Items from a data source:
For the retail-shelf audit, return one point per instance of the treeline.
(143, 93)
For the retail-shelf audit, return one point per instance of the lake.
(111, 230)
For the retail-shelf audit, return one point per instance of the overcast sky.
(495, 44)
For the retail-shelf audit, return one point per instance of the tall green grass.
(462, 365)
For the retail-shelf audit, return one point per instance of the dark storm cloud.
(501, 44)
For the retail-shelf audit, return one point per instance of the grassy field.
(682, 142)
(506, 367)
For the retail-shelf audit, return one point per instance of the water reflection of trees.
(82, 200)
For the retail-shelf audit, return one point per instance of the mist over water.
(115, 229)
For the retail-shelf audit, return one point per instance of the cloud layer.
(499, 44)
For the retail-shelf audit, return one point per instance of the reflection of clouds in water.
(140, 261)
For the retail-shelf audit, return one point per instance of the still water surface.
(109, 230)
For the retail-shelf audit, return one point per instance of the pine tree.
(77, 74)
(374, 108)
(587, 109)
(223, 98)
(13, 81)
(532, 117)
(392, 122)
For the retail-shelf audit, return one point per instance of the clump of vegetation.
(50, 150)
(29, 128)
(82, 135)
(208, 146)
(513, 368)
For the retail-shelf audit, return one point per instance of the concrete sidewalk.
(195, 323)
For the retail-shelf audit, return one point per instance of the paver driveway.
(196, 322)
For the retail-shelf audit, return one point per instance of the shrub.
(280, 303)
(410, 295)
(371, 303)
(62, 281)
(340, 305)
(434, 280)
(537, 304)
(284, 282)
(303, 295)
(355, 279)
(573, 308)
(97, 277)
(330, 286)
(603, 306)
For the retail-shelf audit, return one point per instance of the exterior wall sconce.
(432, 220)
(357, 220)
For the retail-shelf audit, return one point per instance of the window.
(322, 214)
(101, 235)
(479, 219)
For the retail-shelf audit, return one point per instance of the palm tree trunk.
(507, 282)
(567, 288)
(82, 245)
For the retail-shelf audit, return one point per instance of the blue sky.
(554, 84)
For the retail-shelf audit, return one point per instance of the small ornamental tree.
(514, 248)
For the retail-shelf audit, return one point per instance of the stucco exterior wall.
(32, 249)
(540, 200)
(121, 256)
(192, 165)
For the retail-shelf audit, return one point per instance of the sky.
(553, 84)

* * *

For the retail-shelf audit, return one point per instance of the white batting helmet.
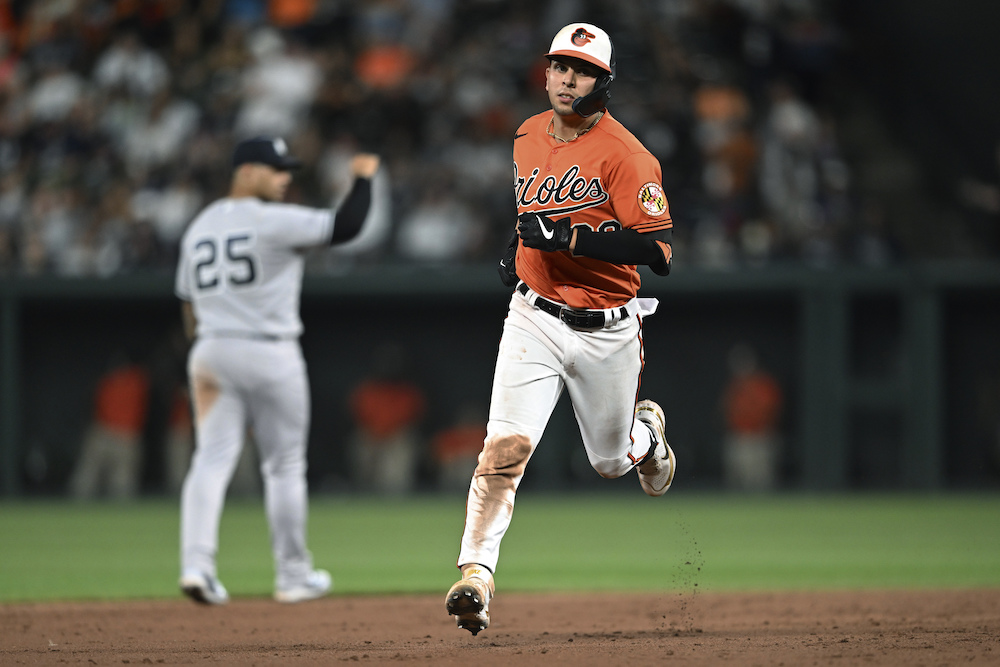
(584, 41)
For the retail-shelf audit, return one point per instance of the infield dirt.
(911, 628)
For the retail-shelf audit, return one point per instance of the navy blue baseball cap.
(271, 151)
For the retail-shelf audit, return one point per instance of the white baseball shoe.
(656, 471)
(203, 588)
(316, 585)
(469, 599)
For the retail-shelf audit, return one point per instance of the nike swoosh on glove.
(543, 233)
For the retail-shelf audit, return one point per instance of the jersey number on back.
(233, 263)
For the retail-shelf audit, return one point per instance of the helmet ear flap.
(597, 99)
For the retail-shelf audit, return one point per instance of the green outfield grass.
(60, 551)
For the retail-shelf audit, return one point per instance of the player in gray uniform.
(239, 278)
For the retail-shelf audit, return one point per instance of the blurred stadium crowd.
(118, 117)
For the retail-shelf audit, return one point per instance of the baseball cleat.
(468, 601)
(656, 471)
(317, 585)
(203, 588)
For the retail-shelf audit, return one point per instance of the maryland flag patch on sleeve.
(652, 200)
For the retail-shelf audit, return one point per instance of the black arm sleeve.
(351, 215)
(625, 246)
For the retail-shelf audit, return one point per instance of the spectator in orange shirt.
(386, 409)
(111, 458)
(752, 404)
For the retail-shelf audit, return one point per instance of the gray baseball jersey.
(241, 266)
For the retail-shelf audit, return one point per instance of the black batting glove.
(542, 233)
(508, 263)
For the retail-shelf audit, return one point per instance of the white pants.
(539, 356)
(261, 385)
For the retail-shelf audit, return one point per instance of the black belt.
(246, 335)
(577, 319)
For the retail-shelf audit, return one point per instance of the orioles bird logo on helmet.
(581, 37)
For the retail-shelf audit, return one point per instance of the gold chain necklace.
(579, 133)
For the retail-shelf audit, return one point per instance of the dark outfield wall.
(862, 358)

--

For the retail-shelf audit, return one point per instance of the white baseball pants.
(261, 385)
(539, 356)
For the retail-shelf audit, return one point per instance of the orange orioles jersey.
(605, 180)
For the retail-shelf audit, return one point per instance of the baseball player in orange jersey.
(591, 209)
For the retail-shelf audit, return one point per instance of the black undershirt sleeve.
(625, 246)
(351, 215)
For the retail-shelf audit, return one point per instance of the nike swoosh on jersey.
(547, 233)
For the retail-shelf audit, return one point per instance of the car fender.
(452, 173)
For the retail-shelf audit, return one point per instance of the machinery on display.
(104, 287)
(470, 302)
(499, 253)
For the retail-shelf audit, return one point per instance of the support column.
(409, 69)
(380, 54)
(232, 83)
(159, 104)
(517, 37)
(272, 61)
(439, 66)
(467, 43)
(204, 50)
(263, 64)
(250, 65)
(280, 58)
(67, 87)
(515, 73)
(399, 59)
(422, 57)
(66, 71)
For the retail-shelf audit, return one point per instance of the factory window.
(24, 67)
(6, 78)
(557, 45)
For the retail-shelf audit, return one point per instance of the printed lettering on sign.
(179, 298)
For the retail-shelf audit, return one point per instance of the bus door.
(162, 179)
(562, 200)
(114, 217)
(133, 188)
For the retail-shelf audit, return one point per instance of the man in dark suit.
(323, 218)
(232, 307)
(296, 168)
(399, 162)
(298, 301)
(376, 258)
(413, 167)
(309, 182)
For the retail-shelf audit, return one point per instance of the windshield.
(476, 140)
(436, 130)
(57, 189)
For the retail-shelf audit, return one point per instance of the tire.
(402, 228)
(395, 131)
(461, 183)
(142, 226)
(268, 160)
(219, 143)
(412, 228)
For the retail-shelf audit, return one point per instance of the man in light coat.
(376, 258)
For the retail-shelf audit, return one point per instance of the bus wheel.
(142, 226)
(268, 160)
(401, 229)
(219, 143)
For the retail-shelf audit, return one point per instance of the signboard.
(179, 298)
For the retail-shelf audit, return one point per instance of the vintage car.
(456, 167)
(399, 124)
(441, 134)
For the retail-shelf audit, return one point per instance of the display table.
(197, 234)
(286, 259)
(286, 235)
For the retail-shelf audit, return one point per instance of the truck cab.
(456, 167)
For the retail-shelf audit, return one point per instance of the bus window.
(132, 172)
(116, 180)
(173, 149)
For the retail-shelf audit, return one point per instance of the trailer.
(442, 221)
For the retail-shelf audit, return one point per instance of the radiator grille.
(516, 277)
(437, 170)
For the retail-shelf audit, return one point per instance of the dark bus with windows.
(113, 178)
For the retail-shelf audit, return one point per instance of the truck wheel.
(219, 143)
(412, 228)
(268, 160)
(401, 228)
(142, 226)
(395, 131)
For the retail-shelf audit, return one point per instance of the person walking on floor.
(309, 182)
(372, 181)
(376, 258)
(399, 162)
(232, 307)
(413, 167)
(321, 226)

*Exercise description*
Please locate each line in the rows above that contains the word "jersey", treating case as significant, and copy every matching line in full.

*The answer*
For the retail-shelf audit, return one point per instance of the jersey number on back.
For the retail-shelf audit, return one point per instance of the gray baseball jersey.
For the retail-shelf audit, return one point per instance of the orange orioles jersey.
For the retail-shelf audit, return one point per instance of the baseball player in orange jersey.
For the retail-shelf audit, return one point per instance of the nike swoosh on jersey.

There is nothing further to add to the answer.